- Aim of the task -
Skip every line before the one containing "Could you please locate the round wall", then copy that line and the rest of the entries below exactly, through the last line.

- Input data -
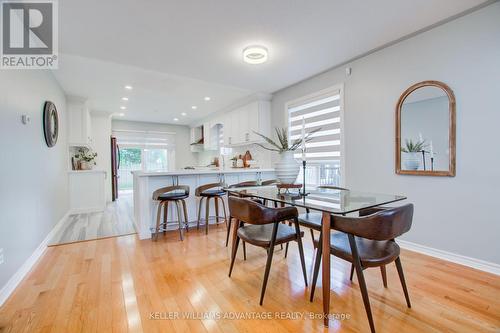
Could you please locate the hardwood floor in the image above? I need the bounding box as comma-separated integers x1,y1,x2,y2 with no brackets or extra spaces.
49,193,135,246
1,223,499,333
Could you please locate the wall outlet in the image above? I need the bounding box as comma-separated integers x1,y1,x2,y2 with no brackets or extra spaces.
0,248,4,265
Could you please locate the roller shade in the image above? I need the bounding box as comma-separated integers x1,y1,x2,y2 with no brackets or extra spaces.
112,129,176,149
288,89,342,162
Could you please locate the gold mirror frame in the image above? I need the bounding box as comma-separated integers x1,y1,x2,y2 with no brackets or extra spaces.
395,80,456,177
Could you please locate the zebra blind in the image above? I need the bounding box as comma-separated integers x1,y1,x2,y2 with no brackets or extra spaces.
288,88,342,162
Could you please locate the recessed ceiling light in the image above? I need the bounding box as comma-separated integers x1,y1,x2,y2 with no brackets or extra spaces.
173,118,179,121
191,106,197,110
124,85,133,90
122,97,129,101
243,45,268,64
204,96,211,101
120,106,126,110
118,113,125,117
181,112,187,116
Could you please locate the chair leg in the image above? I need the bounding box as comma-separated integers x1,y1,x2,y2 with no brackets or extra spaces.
350,264,355,281
242,241,247,260
220,197,228,228
395,257,411,308
175,201,183,241
163,201,169,234
260,222,279,305
348,234,376,333
228,219,240,277
205,197,210,235
284,242,289,258
225,217,232,247
380,265,388,288
196,197,203,230
293,217,308,287
181,199,189,232
214,196,220,224
310,232,322,302
154,201,164,241
310,229,316,248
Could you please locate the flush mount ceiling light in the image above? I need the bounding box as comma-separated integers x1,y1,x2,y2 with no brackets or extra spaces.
243,45,268,64
124,85,133,90
204,96,211,101
191,106,197,110
173,118,179,122
118,113,125,117
120,106,126,110
122,97,129,101
181,112,187,116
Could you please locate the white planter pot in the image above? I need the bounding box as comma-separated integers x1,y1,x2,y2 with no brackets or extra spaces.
275,151,300,184
404,152,421,170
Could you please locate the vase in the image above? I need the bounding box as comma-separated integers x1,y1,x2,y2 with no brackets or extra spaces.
403,152,421,170
80,161,93,170
275,151,300,184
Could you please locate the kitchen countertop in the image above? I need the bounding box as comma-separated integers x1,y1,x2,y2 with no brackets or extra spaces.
132,168,275,177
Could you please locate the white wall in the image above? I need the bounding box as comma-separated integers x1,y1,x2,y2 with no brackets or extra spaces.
91,113,112,201
0,71,69,290
271,3,500,264
111,120,197,169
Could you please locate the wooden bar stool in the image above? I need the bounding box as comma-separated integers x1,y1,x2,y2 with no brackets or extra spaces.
195,182,228,234
152,185,190,241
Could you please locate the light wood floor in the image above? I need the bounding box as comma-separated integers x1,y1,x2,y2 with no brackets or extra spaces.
49,193,135,246
1,223,499,333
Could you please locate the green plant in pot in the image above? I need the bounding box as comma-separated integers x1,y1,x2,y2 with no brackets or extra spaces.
401,139,426,170
75,147,98,170
254,127,320,184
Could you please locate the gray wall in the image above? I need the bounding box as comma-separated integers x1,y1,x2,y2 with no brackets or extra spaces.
0,71,69,289
271,3,500,264
111,120,197,169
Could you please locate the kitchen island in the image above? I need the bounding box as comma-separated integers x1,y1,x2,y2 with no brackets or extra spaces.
132,168,275,239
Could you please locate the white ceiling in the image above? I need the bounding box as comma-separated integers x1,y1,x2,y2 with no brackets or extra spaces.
53,0,488,124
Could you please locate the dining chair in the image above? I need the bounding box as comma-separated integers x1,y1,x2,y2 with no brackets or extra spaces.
152,185,190,241
309,204,414,333
228,196,308,305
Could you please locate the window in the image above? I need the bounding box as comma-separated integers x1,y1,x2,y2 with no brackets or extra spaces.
286,85,344,187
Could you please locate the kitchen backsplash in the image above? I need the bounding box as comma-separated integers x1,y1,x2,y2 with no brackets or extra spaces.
197,144,273,169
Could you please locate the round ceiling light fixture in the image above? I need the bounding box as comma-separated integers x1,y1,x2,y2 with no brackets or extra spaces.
243,45,268,64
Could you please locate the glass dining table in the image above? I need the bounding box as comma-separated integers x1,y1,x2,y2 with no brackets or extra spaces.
225,186,407,327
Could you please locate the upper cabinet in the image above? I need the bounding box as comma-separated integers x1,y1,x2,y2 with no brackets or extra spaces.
224,100,271,146
67,98,93,147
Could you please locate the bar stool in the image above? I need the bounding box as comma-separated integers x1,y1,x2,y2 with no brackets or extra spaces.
195,182,228,234
152,185,190,241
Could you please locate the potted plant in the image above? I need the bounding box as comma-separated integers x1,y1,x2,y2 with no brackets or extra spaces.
401,139,426,170
254,127,320,184
75,147,98,170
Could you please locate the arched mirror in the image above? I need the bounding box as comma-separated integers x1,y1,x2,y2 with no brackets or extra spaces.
396,81,456,176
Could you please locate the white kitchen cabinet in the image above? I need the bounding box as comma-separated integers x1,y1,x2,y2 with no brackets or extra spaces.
68,170,106,213
203,122,220,151
67,99,93,147
223,100,271,146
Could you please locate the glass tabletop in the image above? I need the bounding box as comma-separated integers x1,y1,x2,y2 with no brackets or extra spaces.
226,186,406,215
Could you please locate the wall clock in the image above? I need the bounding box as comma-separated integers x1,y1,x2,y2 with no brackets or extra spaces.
43,101,59,147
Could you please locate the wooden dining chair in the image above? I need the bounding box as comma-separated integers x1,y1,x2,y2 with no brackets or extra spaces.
309,204,414,333
228,196,308,305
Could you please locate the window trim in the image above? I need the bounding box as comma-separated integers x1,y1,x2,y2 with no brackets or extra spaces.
283,83,346,187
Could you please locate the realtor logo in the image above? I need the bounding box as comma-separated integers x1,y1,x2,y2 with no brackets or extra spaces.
1,0,58,69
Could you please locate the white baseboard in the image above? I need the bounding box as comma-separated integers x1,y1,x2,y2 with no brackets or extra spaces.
398,240,500,276
0,211,70,307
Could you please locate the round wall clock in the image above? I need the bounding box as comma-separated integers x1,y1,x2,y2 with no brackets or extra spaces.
43,101,59,147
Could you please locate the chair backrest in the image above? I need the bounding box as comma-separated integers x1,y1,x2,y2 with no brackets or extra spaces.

- Exercise output -
Could you please locate the round wall clock in the image above? I need the bounding box as comma-separated integers x1,y1,x2,y2 with no brackets or extra spaces.
43,101,59,147
Could you please locate the chair backrest in the image above? I need the bounding box as comma-separated integers x1,y1,x2,y2 with no brackets or extra spaces.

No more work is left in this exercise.